## PROBLEM TO SOLVE
Reproduce verbatim the lines starting with the line containing "segment the **embroidered snowflake**" and continuing through the line containing "[[[79,8],[86,9],[87,5],[85,3],[80,3]]]", including both of those lines.

## Stored dataset items
+++

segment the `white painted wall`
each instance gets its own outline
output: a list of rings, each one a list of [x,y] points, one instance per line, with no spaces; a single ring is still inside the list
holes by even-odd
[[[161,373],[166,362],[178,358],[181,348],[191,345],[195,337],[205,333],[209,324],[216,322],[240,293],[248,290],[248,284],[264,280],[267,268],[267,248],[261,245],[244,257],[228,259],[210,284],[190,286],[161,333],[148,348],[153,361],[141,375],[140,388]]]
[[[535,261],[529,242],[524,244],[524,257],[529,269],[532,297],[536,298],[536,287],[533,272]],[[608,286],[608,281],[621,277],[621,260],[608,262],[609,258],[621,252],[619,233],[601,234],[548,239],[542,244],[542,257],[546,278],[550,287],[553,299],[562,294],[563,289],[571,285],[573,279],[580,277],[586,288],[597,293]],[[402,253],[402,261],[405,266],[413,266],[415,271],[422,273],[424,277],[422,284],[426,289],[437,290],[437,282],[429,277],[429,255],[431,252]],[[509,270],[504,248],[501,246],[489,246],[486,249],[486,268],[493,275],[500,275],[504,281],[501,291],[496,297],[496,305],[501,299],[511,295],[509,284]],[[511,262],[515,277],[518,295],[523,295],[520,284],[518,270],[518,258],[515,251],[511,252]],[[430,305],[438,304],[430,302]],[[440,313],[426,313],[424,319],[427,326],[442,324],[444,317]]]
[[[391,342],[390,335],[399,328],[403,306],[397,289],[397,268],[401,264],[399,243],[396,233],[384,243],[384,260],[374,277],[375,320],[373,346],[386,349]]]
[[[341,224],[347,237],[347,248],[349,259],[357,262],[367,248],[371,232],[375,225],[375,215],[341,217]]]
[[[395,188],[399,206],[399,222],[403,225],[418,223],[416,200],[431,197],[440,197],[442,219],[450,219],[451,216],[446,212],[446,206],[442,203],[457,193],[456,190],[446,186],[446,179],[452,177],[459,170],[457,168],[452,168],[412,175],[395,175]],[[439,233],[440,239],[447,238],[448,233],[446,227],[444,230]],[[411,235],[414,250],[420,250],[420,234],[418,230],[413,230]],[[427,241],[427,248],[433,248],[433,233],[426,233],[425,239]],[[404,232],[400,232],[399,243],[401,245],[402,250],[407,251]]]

+++

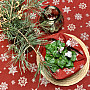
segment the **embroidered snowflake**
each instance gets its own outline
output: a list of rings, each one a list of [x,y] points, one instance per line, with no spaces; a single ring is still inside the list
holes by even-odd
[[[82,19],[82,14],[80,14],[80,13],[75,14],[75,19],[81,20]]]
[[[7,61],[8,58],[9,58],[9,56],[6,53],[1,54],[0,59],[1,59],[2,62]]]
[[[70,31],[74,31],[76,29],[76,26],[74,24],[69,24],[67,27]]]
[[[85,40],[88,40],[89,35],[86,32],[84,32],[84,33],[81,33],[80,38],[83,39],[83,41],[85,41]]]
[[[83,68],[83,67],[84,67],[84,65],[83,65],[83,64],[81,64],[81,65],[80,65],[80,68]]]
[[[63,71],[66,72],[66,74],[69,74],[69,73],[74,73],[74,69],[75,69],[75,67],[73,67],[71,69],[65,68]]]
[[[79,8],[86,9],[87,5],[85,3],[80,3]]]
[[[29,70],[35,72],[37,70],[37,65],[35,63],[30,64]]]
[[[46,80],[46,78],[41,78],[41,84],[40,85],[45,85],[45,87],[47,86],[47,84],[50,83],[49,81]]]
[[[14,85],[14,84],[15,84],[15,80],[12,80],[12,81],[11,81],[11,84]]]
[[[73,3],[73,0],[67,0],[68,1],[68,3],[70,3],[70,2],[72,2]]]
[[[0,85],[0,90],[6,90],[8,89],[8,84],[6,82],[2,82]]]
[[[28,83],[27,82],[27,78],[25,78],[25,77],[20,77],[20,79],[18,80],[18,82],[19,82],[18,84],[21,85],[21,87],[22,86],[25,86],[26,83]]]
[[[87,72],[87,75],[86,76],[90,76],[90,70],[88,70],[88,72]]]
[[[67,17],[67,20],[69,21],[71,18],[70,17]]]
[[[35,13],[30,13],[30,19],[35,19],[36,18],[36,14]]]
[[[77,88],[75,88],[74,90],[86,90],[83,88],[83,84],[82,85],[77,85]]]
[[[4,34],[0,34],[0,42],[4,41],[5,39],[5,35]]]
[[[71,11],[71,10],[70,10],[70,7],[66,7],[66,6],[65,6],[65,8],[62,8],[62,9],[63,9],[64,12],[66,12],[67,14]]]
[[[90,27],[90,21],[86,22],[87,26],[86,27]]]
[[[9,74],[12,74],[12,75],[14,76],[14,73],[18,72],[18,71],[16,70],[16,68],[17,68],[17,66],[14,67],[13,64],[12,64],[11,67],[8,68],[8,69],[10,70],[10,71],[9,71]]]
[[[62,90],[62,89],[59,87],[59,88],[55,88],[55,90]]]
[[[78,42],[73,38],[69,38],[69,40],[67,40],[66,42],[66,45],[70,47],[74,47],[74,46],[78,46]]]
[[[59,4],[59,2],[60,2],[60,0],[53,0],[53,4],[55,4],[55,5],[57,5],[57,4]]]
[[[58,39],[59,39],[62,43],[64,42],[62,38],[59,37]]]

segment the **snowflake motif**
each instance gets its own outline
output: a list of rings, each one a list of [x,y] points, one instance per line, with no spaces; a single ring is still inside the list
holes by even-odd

+++

## OUTPUT BELOW
segment the **embroidered snowflake**
each instance gets its own outline
output: a list of rings, each one a list of [x,y] points, one instance per line, with no spaces; a single ring is still inside the list
holes by even-odd
[[[82,19],[82,14],[80,14],[80,13],[75,14],[75,19],[81,20]]]
[[[7,61],[8,58],[9,58],[9,56],[6,53],[1,54],[0,59],[1,59],[2,62]]]
[[[70,31],[74,31],[76,29],[76,26],[74,24],[69,24],[67,27]]]
[[[85,40],[88,40],[89,35],[86,32],[84,32],[84,33],[81,33],[80,38],[83,39],[83,41],[85,41]]]
[[[83,68],[83,67],[84,67],[84,65],[83,65],[83,64],[81,64],[81,65],[80,65],[80,68]]]
[[[63,71],[66,72],[66,74],[69,74],[69,73],[74,73],[74,69],[75,69],[75,67],[73,67],[71,69],[65,68]]]
[[[79,8],[86,9],[87,5],[85,3],[80,3]]]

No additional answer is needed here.